What you have to do → Reproduce the listing below word for word, keeping every line in its original order.

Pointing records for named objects
□ □ □ □

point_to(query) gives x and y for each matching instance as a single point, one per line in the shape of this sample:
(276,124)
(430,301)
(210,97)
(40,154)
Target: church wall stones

□ □ □ □

Response →
point_to(query) gives x and y for each matching instance as a single point, one per line in the shape of this sample:
(276,124)
(430,301)
(210,97)
(40,154)
Target: church wall stones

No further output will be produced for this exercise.